_Problem statement_
Gather every row below that contains the word "napkin".

_Supplied data_
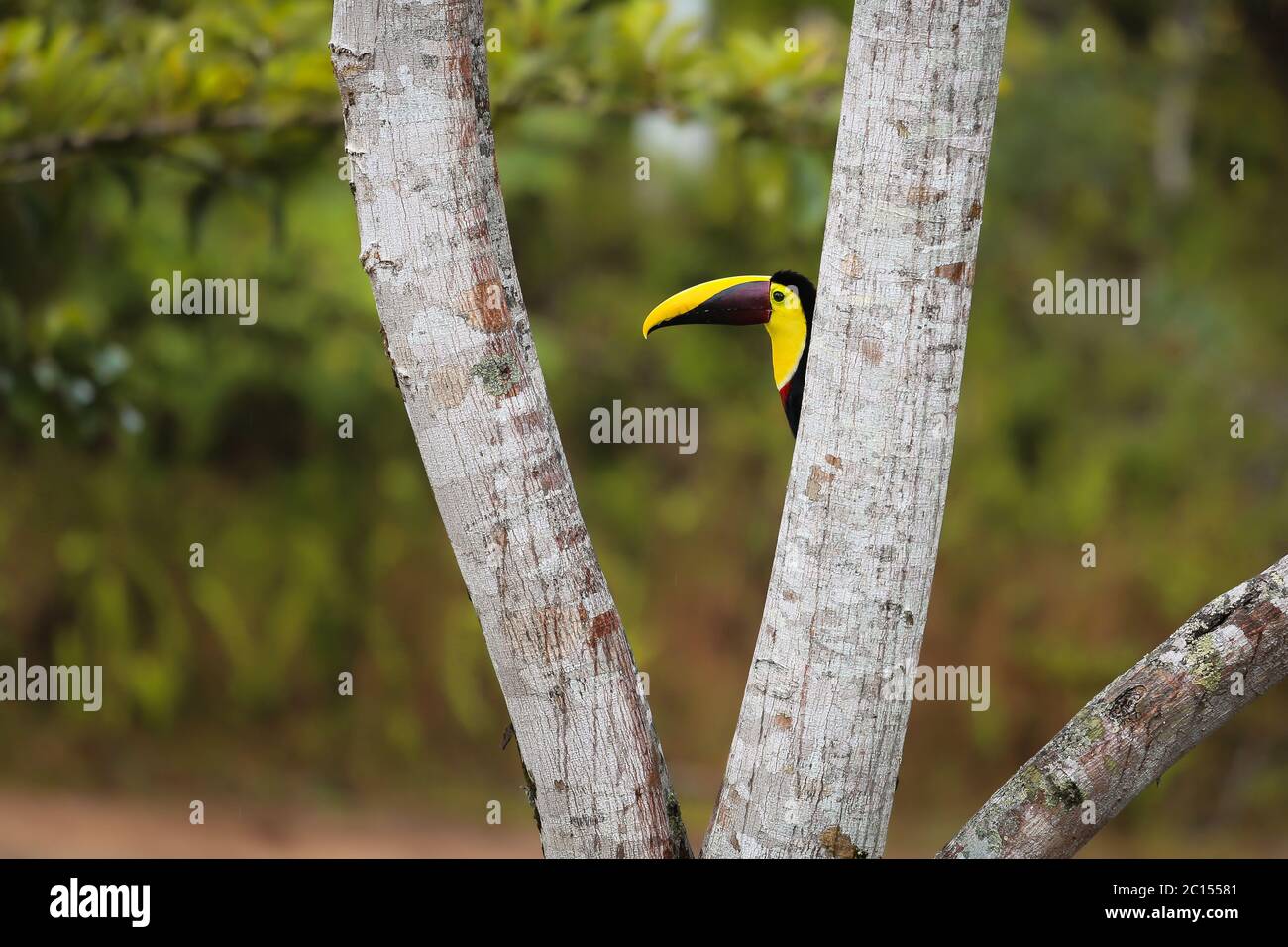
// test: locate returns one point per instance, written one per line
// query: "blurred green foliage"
(325, 554)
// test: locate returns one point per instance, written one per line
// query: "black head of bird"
(782, 303)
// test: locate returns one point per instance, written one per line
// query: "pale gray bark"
(436, 245)
(1225, 656)
(816, 749)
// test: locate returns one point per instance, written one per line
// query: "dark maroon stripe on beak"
(746, 304)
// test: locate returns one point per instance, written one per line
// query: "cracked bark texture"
(1137, 727)
(816, 748)
(412, 78)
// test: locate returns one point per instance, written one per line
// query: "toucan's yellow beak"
(735, 300)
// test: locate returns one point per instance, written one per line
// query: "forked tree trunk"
(1225, 656)
(816, 748)
(432, 224)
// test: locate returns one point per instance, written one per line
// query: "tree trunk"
(1228, 655)
(816, 749)
(436, 245)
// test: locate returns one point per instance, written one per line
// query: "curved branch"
(1225, 656)
(160, 128)
(436, 245)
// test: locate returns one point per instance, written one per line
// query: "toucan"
(782, 303)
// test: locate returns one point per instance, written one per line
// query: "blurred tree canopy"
(325, 554)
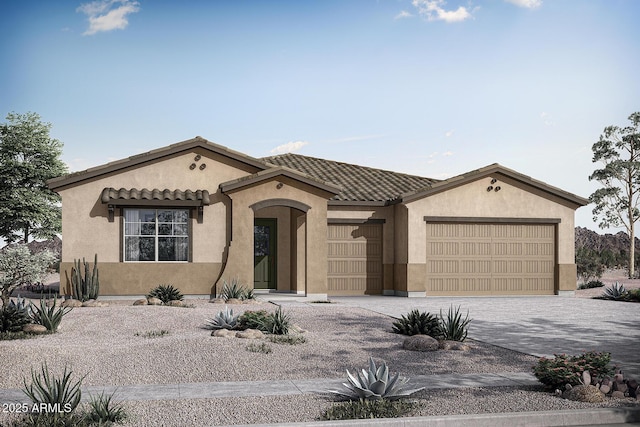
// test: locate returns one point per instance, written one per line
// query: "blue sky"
(427, 87)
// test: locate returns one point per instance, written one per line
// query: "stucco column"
(316, 256)
(240, 260)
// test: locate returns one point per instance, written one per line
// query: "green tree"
(616, 203)
(28, 158)
(18, 266)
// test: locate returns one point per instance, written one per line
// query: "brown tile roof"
(111, 195)
(358, 183)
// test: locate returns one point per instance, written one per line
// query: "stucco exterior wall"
(514, 200)
(383, 213)
(87, 230)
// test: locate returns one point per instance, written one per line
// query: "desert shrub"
(49, 317)
(417, 323)
(452, 326)
(223, 320)
(254, 320)
(591, 284)
(367, 409)
(235, 290)
(633, 295)
(104, 411)
(287, 339)
(563, 369)
(14, 316)
(166, 293)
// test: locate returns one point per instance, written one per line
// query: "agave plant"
(417, 323)
(616, 291)
(166, 293)
(375, 384)
(453, 327)
(223, 320)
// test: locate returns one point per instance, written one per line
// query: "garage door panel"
(485, 259)
(354, 259)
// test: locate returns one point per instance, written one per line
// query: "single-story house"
(195, 214)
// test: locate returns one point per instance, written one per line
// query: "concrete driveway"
(540, 326)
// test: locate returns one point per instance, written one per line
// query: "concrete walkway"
(541, 325)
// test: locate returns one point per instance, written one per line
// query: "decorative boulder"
(225, 333)
(420, 343)
(584, 393)
(73, 303)
(453, 345)
(32, 328)
(94, 303)
(251, 334)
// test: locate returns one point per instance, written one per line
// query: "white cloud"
(434, 10)
(403, 14)
(529, 4)
(108, 15)
(289, 147)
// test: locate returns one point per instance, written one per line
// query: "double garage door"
(490, 259)
(355, 259)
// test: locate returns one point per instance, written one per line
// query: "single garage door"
(355, 259)
(490, 259)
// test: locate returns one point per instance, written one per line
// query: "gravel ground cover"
(107, 344)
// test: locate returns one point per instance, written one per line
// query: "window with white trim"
(156, 234)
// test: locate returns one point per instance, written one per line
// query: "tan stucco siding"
(473, 200)
(241, 256)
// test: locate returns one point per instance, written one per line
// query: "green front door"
(264, 252)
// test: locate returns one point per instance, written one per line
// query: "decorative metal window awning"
(154, 197)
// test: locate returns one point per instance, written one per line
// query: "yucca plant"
(235, 290)
(375, 384)
(223, 320)
(14, 316)
(278, 323)
(166, 293)
(417, 323)
(62, 394)
(615, 292)
(453, 327)
(49, 317)
(254, 320)
(103, 411)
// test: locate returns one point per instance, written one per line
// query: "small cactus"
(85, 286)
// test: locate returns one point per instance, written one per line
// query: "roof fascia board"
(138, 159)
(489, 170)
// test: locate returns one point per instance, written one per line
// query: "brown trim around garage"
(498, 220)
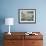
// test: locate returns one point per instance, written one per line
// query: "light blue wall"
(9, 8)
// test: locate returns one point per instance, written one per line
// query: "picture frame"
(27, 16)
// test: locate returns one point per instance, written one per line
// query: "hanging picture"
(26, 16)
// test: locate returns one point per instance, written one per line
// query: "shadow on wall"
(2, 21)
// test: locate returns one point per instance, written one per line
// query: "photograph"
(27, 16)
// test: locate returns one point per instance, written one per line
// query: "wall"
(9, 8)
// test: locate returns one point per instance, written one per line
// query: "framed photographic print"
(27, 16)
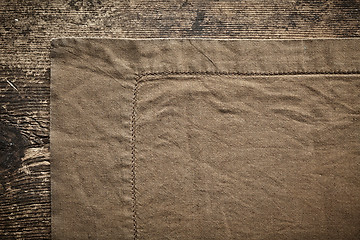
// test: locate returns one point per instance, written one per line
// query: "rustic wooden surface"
(27, 27)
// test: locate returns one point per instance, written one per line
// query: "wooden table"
(28, 26)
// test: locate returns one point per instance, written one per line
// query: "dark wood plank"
(27, 27)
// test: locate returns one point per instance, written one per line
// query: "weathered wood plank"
(27, 27)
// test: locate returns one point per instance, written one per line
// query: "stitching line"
(138, 80)
(248, 73)
(133, 157)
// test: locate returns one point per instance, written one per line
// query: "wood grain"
(28, 26)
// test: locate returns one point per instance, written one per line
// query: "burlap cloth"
(205, 139)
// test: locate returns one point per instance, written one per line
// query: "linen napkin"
(205, 139)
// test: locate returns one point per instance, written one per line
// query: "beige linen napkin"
(205, 139)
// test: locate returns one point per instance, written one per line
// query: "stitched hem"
(139, 80)
(133, 157)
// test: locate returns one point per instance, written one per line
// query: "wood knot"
(12, 148)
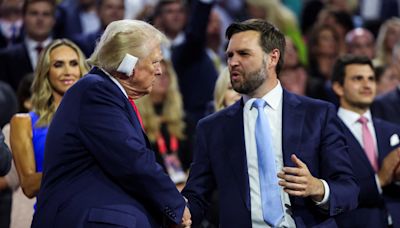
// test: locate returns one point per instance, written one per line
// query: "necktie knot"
(259, 103)
(363, 120)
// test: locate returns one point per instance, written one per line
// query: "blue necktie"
(269, 188)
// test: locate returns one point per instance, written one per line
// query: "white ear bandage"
(127, 65)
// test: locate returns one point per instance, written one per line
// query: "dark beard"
(251, 81)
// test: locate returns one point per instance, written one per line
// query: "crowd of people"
(144, 73)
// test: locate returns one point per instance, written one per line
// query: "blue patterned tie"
(269, 188)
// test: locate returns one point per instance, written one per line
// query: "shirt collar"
(115, 81)
(273, 97)
(350, 117)
(32, 44)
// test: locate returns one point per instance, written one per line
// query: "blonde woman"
(99, 167)
(224, 95)
(60, 65)
(164, 123)
(388, 36)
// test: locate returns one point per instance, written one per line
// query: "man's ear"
(338, 89)
(273, 59)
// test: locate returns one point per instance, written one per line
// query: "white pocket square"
(394, 140)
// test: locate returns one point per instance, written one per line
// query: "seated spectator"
(387, 79)
(60, 65)
(5, 156)
(388, 36)
(224, 95)
(373, 145)
(164, 122)
(10, 22)
(323, 51)
(340, 21)
(293, 76)
(75, 17)
(279, 15)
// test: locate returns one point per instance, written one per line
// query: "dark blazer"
(98, 166)
(5, 156)
(15, 64)
(311, 130)
(387, 106)
(372, 210)
(195, 70)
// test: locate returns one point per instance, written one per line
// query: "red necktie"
(136, 111)
(38, 49)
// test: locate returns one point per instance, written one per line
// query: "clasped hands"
(298, 181)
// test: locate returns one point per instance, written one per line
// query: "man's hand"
(298, 181)
(186, 219)
(390, 168)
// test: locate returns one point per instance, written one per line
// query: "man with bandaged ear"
(99, 168)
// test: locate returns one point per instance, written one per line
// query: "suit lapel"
(236, 151)
(292, 125)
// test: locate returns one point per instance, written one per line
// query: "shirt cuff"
(325, 201)
(378, 184)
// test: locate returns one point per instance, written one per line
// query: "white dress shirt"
(350, 119)
(273, 110)
(31, 46)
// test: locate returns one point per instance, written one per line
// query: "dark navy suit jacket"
(387, 107)
(373, 207)
(311, 130)
(15, 64)
(68, 22)
(98, 167)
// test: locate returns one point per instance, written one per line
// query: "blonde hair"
(221, 86)
(381, 52)
(42, 90)
(124, 37)
(172, 110)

_Response to the exercise_
// query: "linen napkin"
// query: "beige linen napkin"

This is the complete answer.